(WRITTEN EXERCISE)
How many of the rows below contain the word "maple"? Reply with the number alone.

(THE DATA)

## Begin

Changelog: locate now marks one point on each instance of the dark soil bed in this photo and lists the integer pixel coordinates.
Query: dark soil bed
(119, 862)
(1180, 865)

## End
## Begin

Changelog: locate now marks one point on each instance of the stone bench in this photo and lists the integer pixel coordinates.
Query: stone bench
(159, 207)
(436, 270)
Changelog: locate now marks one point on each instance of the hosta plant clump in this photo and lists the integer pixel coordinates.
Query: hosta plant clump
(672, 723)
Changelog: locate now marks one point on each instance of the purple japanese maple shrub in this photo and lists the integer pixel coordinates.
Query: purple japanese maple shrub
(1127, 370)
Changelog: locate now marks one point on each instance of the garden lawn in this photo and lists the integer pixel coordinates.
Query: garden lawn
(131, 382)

## End
## Begin

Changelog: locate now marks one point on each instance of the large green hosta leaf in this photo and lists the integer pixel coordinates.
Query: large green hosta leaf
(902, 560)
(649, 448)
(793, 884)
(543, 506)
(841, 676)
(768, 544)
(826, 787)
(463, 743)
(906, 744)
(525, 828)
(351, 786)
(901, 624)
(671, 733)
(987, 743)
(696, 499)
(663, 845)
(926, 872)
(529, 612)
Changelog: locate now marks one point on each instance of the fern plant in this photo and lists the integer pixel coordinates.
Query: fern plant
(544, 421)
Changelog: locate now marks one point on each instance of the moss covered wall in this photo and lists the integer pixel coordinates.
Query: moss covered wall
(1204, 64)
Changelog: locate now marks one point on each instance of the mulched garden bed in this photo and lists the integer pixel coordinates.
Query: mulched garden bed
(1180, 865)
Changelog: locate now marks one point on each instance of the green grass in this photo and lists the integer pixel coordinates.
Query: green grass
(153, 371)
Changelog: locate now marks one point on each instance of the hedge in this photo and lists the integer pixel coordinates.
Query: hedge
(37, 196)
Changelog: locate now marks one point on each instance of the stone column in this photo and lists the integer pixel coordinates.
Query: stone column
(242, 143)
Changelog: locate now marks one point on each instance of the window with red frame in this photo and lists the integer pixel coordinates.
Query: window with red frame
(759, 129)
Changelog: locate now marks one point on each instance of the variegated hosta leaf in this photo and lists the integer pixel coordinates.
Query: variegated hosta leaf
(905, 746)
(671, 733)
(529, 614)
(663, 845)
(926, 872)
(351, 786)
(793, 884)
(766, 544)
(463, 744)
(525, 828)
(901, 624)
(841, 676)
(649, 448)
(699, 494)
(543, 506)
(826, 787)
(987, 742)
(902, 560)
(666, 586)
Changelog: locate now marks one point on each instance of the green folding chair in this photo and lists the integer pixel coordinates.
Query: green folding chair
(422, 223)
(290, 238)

## End

(RESULT OF THE EXERCISE)
2